DATASET CONTENT.
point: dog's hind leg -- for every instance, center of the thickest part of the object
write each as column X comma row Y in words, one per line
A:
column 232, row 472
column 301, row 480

EXERCISE DETAILS.
Convert the lines above into a JSON list of strings, with one string per line and any blank lines omitted.

EXERCISE SOLUTION.
[
  "point: dog's hind leg -- for every instance, center of the thickest part of the object",
  "write each as column X comma row Y in words, one per line",
  "A:",
  "column 232, row 472",
  "column 301, row 480"
]